# [抜粋]
京都のまちなかの細い通りに、様々な緑にあふれ、個性的でありながら自然な感じの花屋さんがあります。よい風合いに錆びたプレートにペンキで記された「noix」とは、フランス語で木の実、くるみのことです。店主が学び、今の仕事の礎となった、フランスアルザス地方の風土のすばらしさへの敬意と思いが込められ、かけがえのない体験につながる名前です。
京都の町並みにしっくりなじみながら、外国の町角のような雰囲気も漂わせるノアの魅力と、京都の生業のしなやかな強さを、花屋四代目、丸山沙記さんの言葉を借りてお伝えします。
花屋の実家を自らリノベーション
上長者町(かみちょうじゃまち)猪熊東入る(いのくまひがしいる)。歴史のある、いかめしい名の町内にノアはあります。丸山さんが生まれ育った実家を店舗兼住まいにしている、まさに職住一体の花屋さんです。

# [収集資料]
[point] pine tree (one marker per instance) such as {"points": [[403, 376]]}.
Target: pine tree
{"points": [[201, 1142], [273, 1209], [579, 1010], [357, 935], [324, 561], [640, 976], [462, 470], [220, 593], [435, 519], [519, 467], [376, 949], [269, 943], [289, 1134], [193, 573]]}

# [課題 A]
上の抜粋で「京都のまちなかの細い通りに」から始まる段落を、主な事実を残して箇条書きに書き直しなさい。
# [課題 B]
抜粋の内容を二文で要約しなさい。
# [課題 C]
次の各文が抜粋の内容と一致するかどうかを「はい」か「いいえ」で答え、判断の根拠となる抜粋の語句をそのまま引用しなさい。
(i) 「noix」はフランス語でくるみを意味する。
(ii) ノアは丸山さんの実家とは別の場所に新しく建てられた店である。
(iii) 丸山沙記さんは花屋の三代目である。

# [解答例 A]
・京都のまちなかの細い通りに、様々な緑にあふれた、個性的でありながら自然な感じの花屋がある。
・錆びたプレートにペンキで記された店名「noix」は、フランス語で木の実、くるみを意味する。
・この名前には、店主が学び今の仕事の礎となったフランスアルザス地方の風土のすばらしさへの敬意と思いが込められている。

# [解答例 B]
京都のまちなかの細い通りにある花屋ノアの店名「noix」はフランス語でくるみを意味し、店主が学んだフランスアルザス地方の風土への敬意と思いが込められている。店は上長者町猪熊東入るにあり、花屋四代目の丸山沙記さんが生まれ育った実家を店舗兼住まいにした職住一体の花屋である。

# [解答例 C]
(i) はい。「「noix」とは、フランス語で木の実、くるみのことです」
(ii) いいえ。「丸山さんが生まれ育った実家を店舗兼住まいにしている」
(iii) いいえ。「花屋四代目、丸山沙記さん」